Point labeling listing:
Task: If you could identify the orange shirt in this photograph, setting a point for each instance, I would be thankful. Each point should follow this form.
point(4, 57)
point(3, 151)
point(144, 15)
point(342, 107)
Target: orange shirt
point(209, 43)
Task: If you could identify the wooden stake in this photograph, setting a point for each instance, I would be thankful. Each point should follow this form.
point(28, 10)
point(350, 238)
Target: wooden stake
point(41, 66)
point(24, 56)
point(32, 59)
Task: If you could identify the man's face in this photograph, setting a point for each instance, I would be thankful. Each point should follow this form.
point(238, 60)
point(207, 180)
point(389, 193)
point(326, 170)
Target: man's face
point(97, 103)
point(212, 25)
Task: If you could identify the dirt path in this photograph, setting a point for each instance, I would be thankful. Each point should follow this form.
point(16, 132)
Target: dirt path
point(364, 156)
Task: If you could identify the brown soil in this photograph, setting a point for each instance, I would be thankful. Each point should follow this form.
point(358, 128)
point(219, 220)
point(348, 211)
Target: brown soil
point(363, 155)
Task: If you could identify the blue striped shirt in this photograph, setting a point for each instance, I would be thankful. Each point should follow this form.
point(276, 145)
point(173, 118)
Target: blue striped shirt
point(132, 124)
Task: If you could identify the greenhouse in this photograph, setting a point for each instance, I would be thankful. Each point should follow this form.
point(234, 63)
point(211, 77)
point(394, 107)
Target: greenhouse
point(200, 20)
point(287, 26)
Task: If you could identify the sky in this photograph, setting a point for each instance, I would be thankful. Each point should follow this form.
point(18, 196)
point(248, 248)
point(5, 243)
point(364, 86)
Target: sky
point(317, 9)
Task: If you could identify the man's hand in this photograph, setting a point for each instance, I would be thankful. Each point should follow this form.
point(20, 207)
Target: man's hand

Task directions: Render the listing above as a Markdown table with the columns "Row" and "Line", covering everything from the start of the listing through the line holding "point(212, 25)", inclusive, and skipping blank lines.

Complete response:
| Row | Line |
|---|---|
| 1 | Task: If you could identify the orange shirt in this photograph, setting a point for each instance, I would be thankful. Each point should follow this form. |
| 2 | point(4, 57) |
| 3 | point(3, 151) |
| 4 | point(144, 15) |
| 5 | point(342, 107) |
| 6 | Target: orange shirt |
| 7 | point(209, 43) |
| 8 | Task: If you could identify the wooden stake in this photograph, setting a point for each instance, I would be thankful. Each point should follow this form. |
| 9 | point(28, 10) |
| 10 | point(350, 238) |
| 11 | Target: wooden stake |
| 12 | point(41, 66) |
| 13 | point(24, 56) |
| 14 | point(32, 59) |
| 15 | Task: If you could identify the man's face in this photograph, setting a point for each instance, I would be thankful. Each point should follow this form. |
| 16 | point(238, 60) |
| 17 | point(207, 180) |
| 18 | point(389, 193) |
| 19 | point(326, 170) |
| 20 | Target: man's face |
| 21 | point(97, 103) |
| 22 | point(212, 25) |